Reproduce all of the rows below with every "Target" swapped for "Object" and nothing else altered. Omit the pictures.

------------------------------

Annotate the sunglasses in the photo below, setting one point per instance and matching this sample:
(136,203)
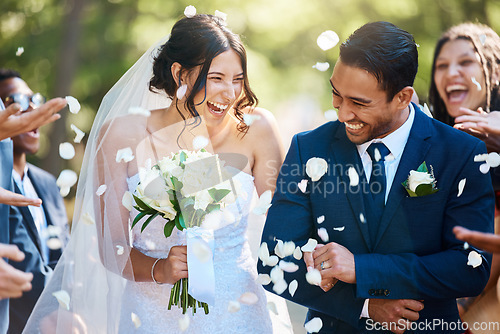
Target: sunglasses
(24,100)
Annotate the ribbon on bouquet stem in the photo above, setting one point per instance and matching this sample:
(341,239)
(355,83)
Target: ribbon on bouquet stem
(200,250)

------------------------------

** Output for this exercise **
Annotate the sunglasses in the photo below, setting one point per instance and matching this sample:
(136,203)
Object: sunglasses
(24,100)
Annotate the ribbon on bouquet stem in the photo above, setting one point per instance and matching this sample:
(341,239)
(355,83)
Object: ribbon on bouquet stem
(200,250)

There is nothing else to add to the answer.